⟨

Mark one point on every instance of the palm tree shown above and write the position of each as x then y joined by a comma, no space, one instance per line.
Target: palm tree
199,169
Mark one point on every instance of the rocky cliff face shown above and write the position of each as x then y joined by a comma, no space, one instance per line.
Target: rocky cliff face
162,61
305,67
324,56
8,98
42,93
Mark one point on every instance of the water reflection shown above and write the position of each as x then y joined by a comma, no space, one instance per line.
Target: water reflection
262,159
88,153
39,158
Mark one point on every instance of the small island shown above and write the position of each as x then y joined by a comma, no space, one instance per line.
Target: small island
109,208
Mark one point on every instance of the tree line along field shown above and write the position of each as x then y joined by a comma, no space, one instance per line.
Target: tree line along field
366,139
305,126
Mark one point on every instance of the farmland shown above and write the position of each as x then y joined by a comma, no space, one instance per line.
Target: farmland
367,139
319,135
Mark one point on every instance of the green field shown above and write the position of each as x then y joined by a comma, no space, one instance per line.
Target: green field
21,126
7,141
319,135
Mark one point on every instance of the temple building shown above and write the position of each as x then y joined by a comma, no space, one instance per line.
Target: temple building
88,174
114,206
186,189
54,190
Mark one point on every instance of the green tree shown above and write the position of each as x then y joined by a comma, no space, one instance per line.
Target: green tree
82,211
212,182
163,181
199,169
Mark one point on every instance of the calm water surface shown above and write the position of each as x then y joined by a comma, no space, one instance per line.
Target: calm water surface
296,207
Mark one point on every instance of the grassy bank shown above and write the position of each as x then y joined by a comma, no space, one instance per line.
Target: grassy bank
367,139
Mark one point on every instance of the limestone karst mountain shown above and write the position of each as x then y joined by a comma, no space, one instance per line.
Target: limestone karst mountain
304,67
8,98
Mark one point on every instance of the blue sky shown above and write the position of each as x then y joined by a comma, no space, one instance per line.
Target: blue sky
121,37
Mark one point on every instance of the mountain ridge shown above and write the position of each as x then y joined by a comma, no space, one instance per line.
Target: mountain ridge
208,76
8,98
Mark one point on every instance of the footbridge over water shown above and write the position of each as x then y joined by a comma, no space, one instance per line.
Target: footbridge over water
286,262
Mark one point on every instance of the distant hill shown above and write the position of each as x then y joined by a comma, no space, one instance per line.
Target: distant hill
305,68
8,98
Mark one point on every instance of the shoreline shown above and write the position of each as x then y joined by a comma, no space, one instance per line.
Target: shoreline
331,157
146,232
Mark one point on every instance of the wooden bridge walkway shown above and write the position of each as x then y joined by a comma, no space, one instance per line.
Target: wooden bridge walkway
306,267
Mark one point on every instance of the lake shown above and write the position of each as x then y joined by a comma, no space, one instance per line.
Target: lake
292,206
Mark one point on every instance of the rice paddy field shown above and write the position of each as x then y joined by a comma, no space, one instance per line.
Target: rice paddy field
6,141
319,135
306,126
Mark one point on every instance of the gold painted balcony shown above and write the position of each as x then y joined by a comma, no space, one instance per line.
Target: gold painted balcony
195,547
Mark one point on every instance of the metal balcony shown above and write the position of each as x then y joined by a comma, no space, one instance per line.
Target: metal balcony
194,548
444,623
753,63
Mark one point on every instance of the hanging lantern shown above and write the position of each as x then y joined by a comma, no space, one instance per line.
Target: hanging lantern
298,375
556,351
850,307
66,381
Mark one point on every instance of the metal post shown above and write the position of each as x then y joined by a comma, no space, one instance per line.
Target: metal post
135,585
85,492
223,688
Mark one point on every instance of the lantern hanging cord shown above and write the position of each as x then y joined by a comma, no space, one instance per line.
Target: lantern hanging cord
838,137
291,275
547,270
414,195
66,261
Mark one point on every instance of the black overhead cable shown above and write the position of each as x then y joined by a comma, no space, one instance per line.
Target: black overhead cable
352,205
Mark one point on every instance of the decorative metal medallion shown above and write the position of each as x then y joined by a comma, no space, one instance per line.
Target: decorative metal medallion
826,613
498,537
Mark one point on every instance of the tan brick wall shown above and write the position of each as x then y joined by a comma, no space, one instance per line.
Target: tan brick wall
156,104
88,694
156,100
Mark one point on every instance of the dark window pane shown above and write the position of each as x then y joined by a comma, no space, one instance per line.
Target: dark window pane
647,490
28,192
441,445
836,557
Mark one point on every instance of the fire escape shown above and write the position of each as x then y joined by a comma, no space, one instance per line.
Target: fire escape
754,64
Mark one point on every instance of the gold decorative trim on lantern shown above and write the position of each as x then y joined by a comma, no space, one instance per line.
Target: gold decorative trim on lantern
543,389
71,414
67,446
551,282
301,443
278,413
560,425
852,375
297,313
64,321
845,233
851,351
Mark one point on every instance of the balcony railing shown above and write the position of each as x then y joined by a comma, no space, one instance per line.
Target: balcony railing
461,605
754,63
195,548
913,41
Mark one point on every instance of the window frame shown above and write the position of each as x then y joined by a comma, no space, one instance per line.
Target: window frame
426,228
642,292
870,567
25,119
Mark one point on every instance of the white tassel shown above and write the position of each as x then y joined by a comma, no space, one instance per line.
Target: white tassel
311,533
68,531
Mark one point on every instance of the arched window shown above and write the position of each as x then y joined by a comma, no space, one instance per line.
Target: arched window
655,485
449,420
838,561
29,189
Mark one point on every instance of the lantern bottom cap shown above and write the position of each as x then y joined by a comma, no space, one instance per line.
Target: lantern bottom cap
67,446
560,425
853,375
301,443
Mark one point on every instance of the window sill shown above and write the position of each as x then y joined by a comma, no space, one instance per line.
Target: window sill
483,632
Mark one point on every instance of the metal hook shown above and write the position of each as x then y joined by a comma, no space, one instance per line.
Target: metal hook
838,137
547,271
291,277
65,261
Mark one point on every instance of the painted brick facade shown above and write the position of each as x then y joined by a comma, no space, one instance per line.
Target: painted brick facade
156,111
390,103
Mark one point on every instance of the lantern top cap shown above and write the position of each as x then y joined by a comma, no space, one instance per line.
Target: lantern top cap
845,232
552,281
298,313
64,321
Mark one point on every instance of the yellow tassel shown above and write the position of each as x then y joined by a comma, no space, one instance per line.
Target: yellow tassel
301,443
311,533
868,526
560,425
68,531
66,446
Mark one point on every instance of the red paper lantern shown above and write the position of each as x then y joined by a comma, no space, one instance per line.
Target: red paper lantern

⟩

Write the entries again, exactly as they stand.

Mark one point on every instance of the palm tree shown above and write the position of each as x then y joined by a comma, no space, one instance per line.
Target: palm tree
199,169
Mark one point on every instance of the rocky cliff face shown above and write the position of each as x then y joined by a comma, no space, one instance per line.
Target: rocky cliff face
162,61
305,67
324,56
8,98
42,93
Mark one point on every instance of the water reflection shown above and write the position of each as x then y joined by a comma, no space, one instance per line.
Target: water reflection
262,159
88,153
39,158
Mark one point on every instance of the small island shown above and write the position of each as x then y joined by a comma, no space, one instance per line.
Target: small island
109,208
Mark one point on every instance of the tree line along field shown above and write the position of each as x then y joined by a comma, no space, one instance per line.
Target: tree line along field
366,139
305,126
Mark one point on every instance of the farmland shown above and write the position of each as x then y joined by a comma, no space, one instance per line.
Target: farmland
367,139
319,135
Mark one point on every instance of the green field shown above and write the position of each as x then y joined by a comma, no space, one instance per line.
Target: green field
21,126
7,141
319,135
Mark one point on every instance of the temple building shown above and write the position of each as x then y joined by a comma, no space, one instance per line.
Target: temple building
88,174
114,206
186,189
54,190
Mark one point on every instance of the green tree shown above and write the position of each as x then y joined by a comma, no space, one instance per line.
Target: green tree
82,211
212,182
163,181
199,169
Mark one point on every instance of the calm water surface shown above and write the position of each as x then y joined by a comma, no space, one instance per line.
Target: calm water surface
296,207
Mark one point on every instance of the grassy bank shown above and write the position of each as x then y joined by a comma, no space, one instance per line.
Target: grassy bank
367,139
Mark one point on every instance of the limestone karst mountain shown above and write the position of each as x then y joined by a comma, no space, one instance per line.
Target: limestone karst mountain
304,67
8,98
Mark one point on every instance of the blue sky shown above and write the position of each as x then y joined by a comma, no space, one instance per line.
Target: blue sky
121,37
Mark one point on every instance of the mountain ridge shown above and write the position of each as x then y joined by a comma, no space, one instance per line.
Target: mountain ridge
208,76
8,98
Mark one point on every instance of the footbridge over water shown above and write the position of each as x then y joined by a comma, no space, one instance per line.
Target: footbridge over water
286,262
Mark one point on every instance of the distant hill shown above and write the position of each as x then y joined by a comma, no space, one instance per line.
Target: distant hill
305,68
8,98
Mark one point on every instance of the shoreline shown above and write the position of each as x then y joined by a comma, no space, one instance per line.
Target: shoreline
331,157
146,232
Mark one point on every instance of the wooden bridge walkway shown above and write the position of each as x then y joined by a comma, no space, one instance per line.
Target: wooden bridge walkway
306,267
Mark one point on every instance of the lake shown above and write the position of each as x then y joined by a comma, no space, one instance per line.
Target: lake
292,206
Mark one point on every instance of the rice paddy field shown above and write the position of each as x then y joined by a comma, no space, one instance per line.
Target: rice paddy field
6,141
319,135
306,126
Mark one point on every instance of the gold painted balcony shown above and write the position of each as x then y joined by a comma, no space, one instance per line.
Target: gold painted balcony
195,547
Mark one point on every instance of the metal balcony shown above and write the position of each as x then y joined by a comma, no space, one instance per line.
Target: metal balcony
194,548
444,623
753,63
Mark one point on every instance of the hanging lantern shown above and write the position of each as x then y joined by a comma, no space, one instance per line.
Target: hanging lantern
298,375
556,351
850,307
66,381
Mark one point on every instance of the metal post shown above and write the position of each as x then y joined by a comma, no space, one instance per line.
Target: metal post
135,585
85,492
223,688
Mark one point on every instance of the lantern hanging cord shown above and write the position of each as x then y joined by a comma, no space, one instance per line.
Target: lantern hanging cord
838,137
291,275
547,270
414,195
66,261
Mark one point on every instance of the black overhead cable shown above and write the position of each as x then y joined by a comma, no space, one instance per line.
Target: black overhead cable
352,205
Mark one point on every instance of the decorative metal medallion shown above and write the position of each as x then y joined by a comma, no space, one instance per line.
Target: decorative metal medallion
826,613
498,537
Mark one point on every instance of the tan brick wall shown above and write the position of each as x then y joined by a comma, no space, one instance per line.
Target: tan brick wall
156,104
88,694
156,100
Mark one point on every instance of the dark window pane shown above and write the position of each as x then y joined by a comma, no space, one instance per line.
Target: dark window pane
647,490
28,192
441,445
836,557
Mark one point on every instance of the fire escape shown above and write the position of each as x then y joined by a comma, no space, one instance per line.
Target: fire escape
754,64
Mark one point on every instance of the gold decorative trim on lantern shown above and write the position of each as x then y joined by a comma, no space, one instance per line.
Target: gold decorative trim on lantern
543,389
71,414
67,446
551,282
301,443
278,413
560,425
852,375
297,313
64,321
845,233
851,351
Mark one point on every instance of the balcony railing shown above and write the position of each as x then y joined by a comma, no space, one instance per line.
Target: balcony railing
461,605
754,63
195,548
913,41
Mark one point on every instance of the window frame shown above and write the position of each as x then y joined by a comma, no space, one instance per line.
Target: window frame
426,228
642,292
870,567
25,119
Mark one point on every instance of the white tassel shown above and write the position of each as x then y joined by a comma, no space, one instance per line.
Target: white tassel
311,533
68,531
Mark one point on every instance of the arched window shown above and write the position of each as x then y joined by a comma, no space, one instance per line.
Target: arched window
655,485
449,420
838,561
29,189
Mark one point on every instance of the lantern bottom cap shown above and write the position of each as x then y joined by a comma, no space, one instance per line.
Target: lantern bottom cap
67,446
560,425
853,375
301,443
Mark one point on every instance of the window sill shown above and write the position of each as x then y joined by a comma, no space, one instance per line.
Target: window sill
483,632
Mark one point on every instance of the metal hook shown above and write the position of each as x then y joined by a comma, no space, one instance per line.
Target: metal hook
838,137
547,271
291,277
65,261
Mark one point on every instance of the painted brick facade shown above and write the position of each as x then y joined by a comma, no space, one instance per line.
Target: painted brick facade
156,111
390,103
Mark one point on every instance of the lantern top cap shown above and write the position of each as x then y joined by a comma, no space, one instance per line.
Target: lantern top cap
845,232
552,281
298,313
64,321
Mark one point on every instance of the yellow tassel shown above and write the position of each as x then y joined by a comma, no space, one instance per line.
Target: yellow tassel
301,443
311,533
868,526
560,425
68,531
66,446
Mark one point on every instance of the red paper lantern shown above and write the position of each as x then y joined by a comma, no space, one instance per line.
Target: red paper lantern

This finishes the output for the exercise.